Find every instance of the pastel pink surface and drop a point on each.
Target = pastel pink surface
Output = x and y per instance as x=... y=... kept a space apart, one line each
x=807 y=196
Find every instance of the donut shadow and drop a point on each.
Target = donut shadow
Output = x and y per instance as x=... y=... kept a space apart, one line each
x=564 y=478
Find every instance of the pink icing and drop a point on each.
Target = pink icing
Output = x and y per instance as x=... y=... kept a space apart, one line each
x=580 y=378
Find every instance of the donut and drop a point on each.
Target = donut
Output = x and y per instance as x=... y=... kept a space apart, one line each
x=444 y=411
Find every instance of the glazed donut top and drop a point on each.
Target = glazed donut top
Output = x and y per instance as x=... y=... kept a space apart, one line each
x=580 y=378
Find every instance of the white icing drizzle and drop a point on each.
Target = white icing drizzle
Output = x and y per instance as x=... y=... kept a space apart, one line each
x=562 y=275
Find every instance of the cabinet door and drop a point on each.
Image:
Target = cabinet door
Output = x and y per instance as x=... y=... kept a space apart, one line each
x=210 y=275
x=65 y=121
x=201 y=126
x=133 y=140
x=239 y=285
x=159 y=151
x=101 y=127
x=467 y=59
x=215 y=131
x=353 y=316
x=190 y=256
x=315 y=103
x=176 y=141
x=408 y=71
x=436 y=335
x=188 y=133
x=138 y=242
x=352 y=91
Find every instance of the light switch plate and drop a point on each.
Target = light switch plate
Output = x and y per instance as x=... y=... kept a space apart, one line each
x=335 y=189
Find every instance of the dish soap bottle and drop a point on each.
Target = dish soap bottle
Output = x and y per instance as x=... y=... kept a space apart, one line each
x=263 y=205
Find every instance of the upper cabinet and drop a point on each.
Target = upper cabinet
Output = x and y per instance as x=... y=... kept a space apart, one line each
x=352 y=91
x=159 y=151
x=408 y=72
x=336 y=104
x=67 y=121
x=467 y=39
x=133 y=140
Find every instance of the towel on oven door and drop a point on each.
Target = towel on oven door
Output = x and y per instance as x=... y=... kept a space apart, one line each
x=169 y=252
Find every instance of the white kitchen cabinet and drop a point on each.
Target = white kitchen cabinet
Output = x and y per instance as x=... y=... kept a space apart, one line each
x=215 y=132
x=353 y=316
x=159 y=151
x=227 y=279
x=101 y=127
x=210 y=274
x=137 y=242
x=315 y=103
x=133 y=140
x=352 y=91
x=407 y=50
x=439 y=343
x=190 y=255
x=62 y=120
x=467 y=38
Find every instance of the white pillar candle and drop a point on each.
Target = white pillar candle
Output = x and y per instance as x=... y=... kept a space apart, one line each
===
## [WHAT IS NEEDED]
Exact lines only, please: output the listing from the first line to the line with "Find every instance of the pink", both included.

## [EXERCISE RESPONSE]
Find every instance of the pastel pink surface and drop a point on each.
Target = pastel pink surface
Output = x and y per instance as x=... y=... kept a space apart, one line each
x=807 y=196
Find every instance of the donut shadow and drop a point on each.
Target = donut shadow
Output = x and y per instance as x=... y=... kept a space apart, one line each
x=564 y=478
Find every instance of the pink icing and drop a point on each.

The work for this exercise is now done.